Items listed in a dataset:
Content starts

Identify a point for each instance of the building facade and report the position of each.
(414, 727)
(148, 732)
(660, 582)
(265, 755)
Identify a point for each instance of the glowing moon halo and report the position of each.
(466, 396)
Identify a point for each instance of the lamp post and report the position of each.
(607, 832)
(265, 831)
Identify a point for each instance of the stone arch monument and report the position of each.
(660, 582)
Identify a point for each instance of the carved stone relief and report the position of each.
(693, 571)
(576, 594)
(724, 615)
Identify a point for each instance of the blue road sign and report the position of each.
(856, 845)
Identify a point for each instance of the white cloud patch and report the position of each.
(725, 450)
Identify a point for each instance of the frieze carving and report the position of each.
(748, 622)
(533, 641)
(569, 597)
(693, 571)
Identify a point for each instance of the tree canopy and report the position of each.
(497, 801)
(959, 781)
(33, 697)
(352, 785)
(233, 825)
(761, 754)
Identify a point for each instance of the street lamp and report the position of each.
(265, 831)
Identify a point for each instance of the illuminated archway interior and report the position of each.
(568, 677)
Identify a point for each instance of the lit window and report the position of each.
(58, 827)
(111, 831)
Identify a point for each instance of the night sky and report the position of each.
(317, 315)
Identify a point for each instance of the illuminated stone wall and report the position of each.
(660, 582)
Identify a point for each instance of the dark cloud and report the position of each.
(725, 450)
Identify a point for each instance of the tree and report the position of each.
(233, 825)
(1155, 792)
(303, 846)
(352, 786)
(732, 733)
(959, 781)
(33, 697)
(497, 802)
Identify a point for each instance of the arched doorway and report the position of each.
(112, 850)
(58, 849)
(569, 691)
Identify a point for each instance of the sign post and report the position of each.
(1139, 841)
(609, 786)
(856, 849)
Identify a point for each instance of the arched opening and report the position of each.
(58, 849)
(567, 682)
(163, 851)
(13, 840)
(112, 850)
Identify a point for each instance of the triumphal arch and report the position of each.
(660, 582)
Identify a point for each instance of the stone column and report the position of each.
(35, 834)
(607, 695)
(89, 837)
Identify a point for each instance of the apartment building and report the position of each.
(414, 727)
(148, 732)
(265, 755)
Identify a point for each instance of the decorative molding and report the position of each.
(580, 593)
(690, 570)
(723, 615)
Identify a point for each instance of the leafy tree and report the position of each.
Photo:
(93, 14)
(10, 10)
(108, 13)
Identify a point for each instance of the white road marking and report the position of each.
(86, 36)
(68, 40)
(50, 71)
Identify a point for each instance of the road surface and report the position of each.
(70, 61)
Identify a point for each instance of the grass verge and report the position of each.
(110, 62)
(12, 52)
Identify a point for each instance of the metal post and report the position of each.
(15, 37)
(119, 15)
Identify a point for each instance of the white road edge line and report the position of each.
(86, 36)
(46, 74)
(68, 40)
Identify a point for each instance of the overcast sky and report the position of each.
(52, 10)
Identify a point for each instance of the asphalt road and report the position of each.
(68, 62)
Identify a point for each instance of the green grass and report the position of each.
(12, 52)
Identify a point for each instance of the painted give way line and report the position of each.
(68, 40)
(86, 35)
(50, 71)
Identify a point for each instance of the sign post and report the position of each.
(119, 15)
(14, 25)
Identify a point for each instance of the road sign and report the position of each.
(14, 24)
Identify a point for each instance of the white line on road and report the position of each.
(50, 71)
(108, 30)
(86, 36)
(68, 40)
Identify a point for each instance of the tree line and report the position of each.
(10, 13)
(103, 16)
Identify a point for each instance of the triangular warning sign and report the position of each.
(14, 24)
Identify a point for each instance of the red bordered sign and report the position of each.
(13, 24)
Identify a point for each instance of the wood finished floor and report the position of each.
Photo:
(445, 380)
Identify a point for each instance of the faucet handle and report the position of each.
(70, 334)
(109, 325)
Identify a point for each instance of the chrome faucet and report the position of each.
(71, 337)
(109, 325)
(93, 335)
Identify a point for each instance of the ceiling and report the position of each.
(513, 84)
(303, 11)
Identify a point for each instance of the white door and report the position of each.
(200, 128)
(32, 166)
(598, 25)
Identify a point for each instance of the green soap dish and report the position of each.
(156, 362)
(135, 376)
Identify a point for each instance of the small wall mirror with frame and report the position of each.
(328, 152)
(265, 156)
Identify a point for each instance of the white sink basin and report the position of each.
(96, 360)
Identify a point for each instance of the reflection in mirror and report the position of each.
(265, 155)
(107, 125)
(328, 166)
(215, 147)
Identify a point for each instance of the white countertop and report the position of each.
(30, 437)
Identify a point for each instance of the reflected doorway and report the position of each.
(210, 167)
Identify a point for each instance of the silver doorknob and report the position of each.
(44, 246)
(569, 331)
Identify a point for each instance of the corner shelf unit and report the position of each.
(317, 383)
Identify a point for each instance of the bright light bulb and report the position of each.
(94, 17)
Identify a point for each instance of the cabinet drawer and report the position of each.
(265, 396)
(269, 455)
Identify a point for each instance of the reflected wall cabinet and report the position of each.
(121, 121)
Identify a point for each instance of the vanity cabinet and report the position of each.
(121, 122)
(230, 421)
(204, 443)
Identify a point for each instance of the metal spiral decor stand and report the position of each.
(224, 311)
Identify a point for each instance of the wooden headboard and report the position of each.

Content ends

__Task goal__:
All the records, from the first line to the last: repeat them exactly.

__Result of the task__:
Identify a point for each instance of the building facade and report the position of each.
(414, 727)
(148, 732)
(660, 582)
(265, 755)
Identify a point for each instance of the glowing moon halo and report the position of each.
(466, 396)
Identify a point for each instance of the lamp post and report the position of each.
(607, 832)
(265, 831)
Identify a point for each instance of the stone arch monument and report the position of each.
(660, 582)
Identify a point for each instance of the carved stone relief and report the position of each.
(693, 571)
(576, 594)
(724, 615)
Identify a point for each instance of the blue road sign and report the position of each.
(856, 845)
Identify a point for each instance of the white cloud patch and report the position of each.
(725, 450)
Identify a point for each instance of the frieze carving and report the position of each.
(748, 622)
(533, 641)
(569, 597)
(693, 571)
Identify a point for each instance of the tree canopy and report the position of each.
(497, 801)
(959, 781)
(33, 697)
(352, 785)
(233, 825)
(761, 754)
Identify a point for each instance of the street lamp and report the position of each.
(265, 831)
Identify a point for each instance of the illuminated archway interior and report the position of each.
(568, 677)
Identify a point for each instance of the lit window and report the position of each.
(58, 827)
(111, 831)
Identify a point for each instance of the night sky and report the position of each.
(317, 315)
Identify a point for each instance of the illuminated stone wall and report the position of each.
(660, 582)
Identify a point for each instance of the dark cloud and report the position of each.
(725, 450)
Identify a point for each instance of the tree and report the position of each.
(233, 825)
(1155, 792)
(303, 846)
(352, 786)
(732, 733)
(959, 781)
(33, 697)
(497, 802)
Identify a point for each instance of the arched doorway and report the position of each.
(112, 850)
(58, 849)
(569, 691)
Identify a point for each instance of the sign post and report the position of each.
(1139, 841)
(609, 786)
(856, 849)
Identify a point for each instance of the arched opening and report the position of each.
(58, 849)
(567, 682)
(163, 851)
(13, 840)
(112, 850)
Identify a point for each instance of the triumphal arch and report the position of each.
(660, 582)
Identify a point for each instance of the stone column and report the position of each.
(35, 834)
(607, 695)
(89, 837)
Identify a point for each instance of the apartment building and report the position of each.
(414, 727)
(148, 732)
(265, 755)
Identify a point for each instance of the decorative molding and report the position of each.
(580, 593)
(690, 570)
(723, 615)
Identify a point for each instance of the leafy tree and report the position of each.
Photo:
(93, 14)
(10, 10)
(108, 13)
Identify a point for each instance of the white road marking and report the position of each.
(86, 36)
(68, 40)
(50, 71)
Identify a point for each instance of the road surface and report the position of each.
(70, 61)
Identify a point for each instance of the grass verge and report the position of each.
(110, 62)
(12, 52)
Identify a point for each instance of the metal post and report the position of each.
(15, 37)
(119, 15)
Identify a point for each instance of the white road edge line and report the position of each.
(86, 36)
(46, 74)
(68, 40)
Identify a point for each instance of the overcast sky and report the position of each.
(52, 10)
Identify a point for each instance of the asphalt road and report the position of each.
(68, 62)
Identify a point for each instance of the green grass and report the position of each.
(12, 52)
Identify a point for each instance of the painted give way line and report the position of each.
(68, 40)
(86, 35)
(50, 71)
Identify a point for each instance of the sign post and report the position of each.
(119, 15)
(14, 25)
Identify a point for each instance of the road sign and report the position of each.
(14, 24)
Identify a point for each instance of the white line on road and report the position of each.
(50, 71)
(108, 30)
(86, 36)
(68, 40)
Identify a point for each instance of the tree line and report the position of each.
(10, 13)
(103, 16)
Identify a point for each instance of the triangular warning sign and report the position of each.
(14, 24)
Identify a point for each instance of the red bordered sign and report the position of each.
(13, 24)
Identify a point for each instance of the wood finished floor and report the position of each.
Photo:
(445, 380)
Identify a point for each instance of the faucet handle and report the position of each.
(70, 334)
(109, 325)
Identify a point for each instance of the chrome faucet and report the position of each.
(71, 337)
(109, 325)
(93, 335)
Identify a point for each instance of the ceiling and report the position of each.
(513, 84)
(303, 11)
Identify a point for each instance of the white door and report the position of each.
(200, 128)
(32, 166)
(598, 25)
Identify a point for each instance of the green soap dish and report the position of each.
(156, 362)
(135, 376)
Identify a point for each instance of the small wall mirror with frame and report the position of each.
(328, 152)
(265, 156)
Identify a point for each instance of the white sink basin and report the position of each.
(96, 360)
Identify a point for each instance of the reflection in mirror and report the position of each.
(265, 155)
(107, 125)
(328, 166)
(215, 147)
Identify a point for each instance of the white countertop and report the position of each.
(30, 437)
Identify a point for each instance of the reflected doorway and report the position of each.
(210, 167)
Identify a point for each instance of the silver doorknob and report the position of each.
(44, 246)
(569, 331)
Identify a point for each instance of the corner shelf unit and report the position of each.
(317, 383)
Identify a point for each instance of the bright light bulb and report the position of each.
(94, 17)
Identify a point for each instance of the cabinet drawer and report the position of each.
(265, 396)
(269, 455)
Identify a point for each instance of the reflected wall cabinet and report the position of each.
(121, 121)
Identify a point for each instance of the vanity cabinet and report the position of each.
(121, 122)
(230, 421)
(204, 443)
Identify a point for each instance of the metal spiral decor stand and report the position of each.
(224, 311)
Identify a point for each instance of the wooden headboard and report the position of each.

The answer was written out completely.